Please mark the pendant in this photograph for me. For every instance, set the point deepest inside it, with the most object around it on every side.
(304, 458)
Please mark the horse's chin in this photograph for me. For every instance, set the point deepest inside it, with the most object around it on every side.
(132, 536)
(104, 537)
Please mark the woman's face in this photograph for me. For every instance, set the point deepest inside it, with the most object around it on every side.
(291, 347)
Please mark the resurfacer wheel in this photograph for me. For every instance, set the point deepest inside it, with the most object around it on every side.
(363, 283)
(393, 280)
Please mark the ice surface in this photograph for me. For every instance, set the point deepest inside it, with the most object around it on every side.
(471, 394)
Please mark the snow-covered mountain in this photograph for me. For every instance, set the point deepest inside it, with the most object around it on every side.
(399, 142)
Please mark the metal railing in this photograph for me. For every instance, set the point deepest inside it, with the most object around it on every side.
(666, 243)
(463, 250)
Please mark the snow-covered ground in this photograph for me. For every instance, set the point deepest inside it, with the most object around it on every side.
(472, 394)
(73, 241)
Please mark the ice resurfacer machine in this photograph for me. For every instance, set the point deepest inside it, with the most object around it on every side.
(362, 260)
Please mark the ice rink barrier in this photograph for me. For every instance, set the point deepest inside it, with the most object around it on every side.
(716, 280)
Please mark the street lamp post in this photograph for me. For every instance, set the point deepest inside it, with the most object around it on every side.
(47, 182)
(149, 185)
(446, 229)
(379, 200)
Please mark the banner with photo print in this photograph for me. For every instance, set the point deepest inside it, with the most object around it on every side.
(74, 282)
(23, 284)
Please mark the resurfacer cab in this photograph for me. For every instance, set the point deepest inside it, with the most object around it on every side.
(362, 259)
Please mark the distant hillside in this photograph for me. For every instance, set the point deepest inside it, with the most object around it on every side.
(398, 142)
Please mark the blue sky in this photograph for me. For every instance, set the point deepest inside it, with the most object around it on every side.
• • • • • • •
» EXERCISE DETAILS
Reproduce all of the data above word for word, from the first line to the last.

» RESPONSE
Please mark the pendant in this photograph for me. For every instance, set the point deepest inside it, with the most object around it on every side.
(304, 458)
Please mark the horse's chin in this photograph for me. For every instance, set the point deepest inside it, with the most object around it on every side.
(132, 536)
(104, 537)
Please mark the woman's face in this photograph for me. For every instance, set the point deepest inside it, with the most object around it on every side.
(291, 347)
Please mark the resurfacer wheel in this photograph for me. For every instance, set the point deepest inside it, with the most object around it on every side.
(363, 283)
(393, 280)
Please mark the ice surface in this photograph for me. For every instance, set the point deepest inside it, with the most object around it on every side.
(471, 394)
Please mark the snow-covered mountain in this photograph for me. For every instance, set the point deepest inside it, with the most object around it on every side.
(399, 142)
Please mark the metal railing in this photograph for me. For every instance, set the point deepest inside it, with the most object around it on every side.
(666, 243)
(463, 250)
Please mark the snow-covered ground in this photograph for me. For every instance, set the point deepest inside it, with the most object around it on every side.
(472, 394)
(73, 241)
Please mark the ice resurfacer machine in this photograph for me. For every instance, set the point deepest inside it, with the most object around it on every side.
(362, 260)
Please mark the ice rink barrier in this photograph for me. For every instance, set the point deepest inside it, with the most object around it on every side.
(716, 280)
Please mark the street lamp post in this photograph for me. For every instance, set the point deepest inside it, with the most object around it on every side.
(47, 182)
(149, 185)
(446, 229)
(379, 200)
Please mark the banner with photo print in this photograph for me. For every instance, set the point deepest inside it, with the most object around it on every side.
(74, 282)
(23, 284)
Please mark the resurfacer cab in this photograph for me. For every instance, set the point deepest inside it, with the most object around it on every side.
(362, 259)
Please mark the distant hillside in this photograph for me. For every instance, set the point deepest inside it, with the most object around it on every side.
(398, 142)
Please mark the blue sky in this photograph for me. For every instance, set the point deepest inside it, with the most object around it on every side.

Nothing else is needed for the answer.